*** Begin section ***
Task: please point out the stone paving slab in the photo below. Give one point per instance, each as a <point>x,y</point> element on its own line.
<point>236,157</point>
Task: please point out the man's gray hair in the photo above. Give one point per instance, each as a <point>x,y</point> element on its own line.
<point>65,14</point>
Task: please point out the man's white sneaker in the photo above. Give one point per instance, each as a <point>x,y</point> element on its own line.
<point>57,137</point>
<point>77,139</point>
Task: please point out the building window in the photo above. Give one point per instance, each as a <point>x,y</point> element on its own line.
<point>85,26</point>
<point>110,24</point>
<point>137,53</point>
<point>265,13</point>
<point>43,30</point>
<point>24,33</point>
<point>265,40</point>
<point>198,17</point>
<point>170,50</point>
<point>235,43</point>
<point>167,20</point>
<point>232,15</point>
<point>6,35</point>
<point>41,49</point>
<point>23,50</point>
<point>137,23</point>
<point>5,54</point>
*** End section ***
Copy the material above, keeping every line exactly as it stands.

◆ YOUR RESPONSE ◆
Task: please point out the stone paving slab in the photo below. Give one point per instance, each as a <point>x,y</point> element on its own line.
<point>236,157</point>
Task: please point out the man's gray hair in the photo above. Give one point per instance, each as a <point>x,y</point> element on its own line.
<point>65,14</point>
Task: please point out the man's white sneaker in the photo above. Give one point per instance, each as a <point>x,y</point> element on its own line.
<point>57,137</point>
<point>77,139</point>
Task: please point out the building window in the photo above. Give one point per instance, each as a <point>x,y</point> element on its own line.
<point>85,26</point>
<point>110,24</point>
<point>137,53</point>
<point>265,13</point>
<point>43,30</point>
<point>24,33</point>
<point>265,40</point>
<point>198,17</point>
<point>170,50</point>
<point>235,43</point>
<point>167,20</point>
<point>232,15</point>
<point>6,35</point>
<point>41,49</point>
<point>23,50</point>
<point>137,23</point>
<point>5,54</point>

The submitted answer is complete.